▶ [Task material]:
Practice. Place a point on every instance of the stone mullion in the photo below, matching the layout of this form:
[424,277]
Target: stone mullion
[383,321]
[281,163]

▶ [Exercise instructions]:
The records need to be reproduced in their entirety, word for word.

▶ [Answer space]:
Practice. Place a point on every instance of the stone mullion in the photo below, matching the layout of this form:
[424,277]
Target: stone mullion
[383,321]
[281,163]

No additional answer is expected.